TASK TO CARRY OUT => Take the material below and retype it in full; pictures are left out.

[Boundary labeling items]
########################################

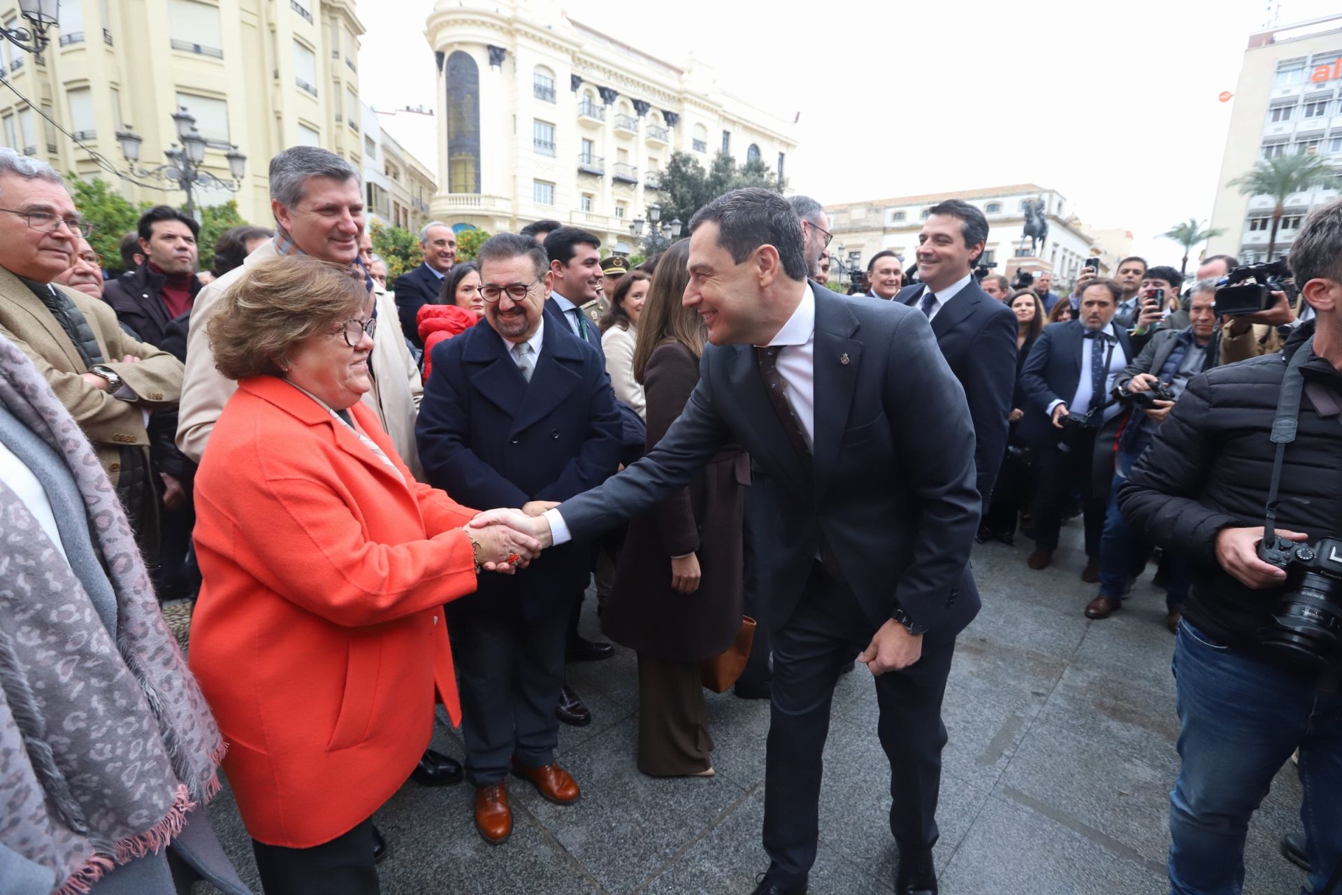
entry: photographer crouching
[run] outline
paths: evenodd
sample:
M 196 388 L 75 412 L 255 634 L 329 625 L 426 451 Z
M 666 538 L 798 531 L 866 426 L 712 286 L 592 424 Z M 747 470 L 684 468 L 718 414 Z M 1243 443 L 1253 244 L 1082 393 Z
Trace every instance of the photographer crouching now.
M 1129 525 L 1193 565 L 1177 895 L 1240 891 L 1249 817 L 1296 749 L 1308 891 L 1342 876 L 1342 201 L 1308 216 L 1290 267 L 1315 318 L 1282 354 L 1193 377 L 1118 492 Z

########################################

RESPONSE =>
entry: photographer crouching
[run] outline
paths: evenodd
sample:
M 196 388 L 75 412 L 255 634 L 329 625 L 426 451 Z
M 666 538 L 798 531 L 866 426 L 712 286 L 592 424 Z M 747 470 L 684 468 L 718 414 Z M 1243 443 L 1253 244 L 1082 393 Z
Trace every instance of the photographer crouching now.
M 1129 525 L 1193 565 L 1177 895 L 1240 891 L 1249 817 L 1296 749 L 1308 891 L 1342 876 L 1342 201 L 1308 216 L 1290 267 L 1315 318 L 1282 354 L 1193 377 L 1118 492 Z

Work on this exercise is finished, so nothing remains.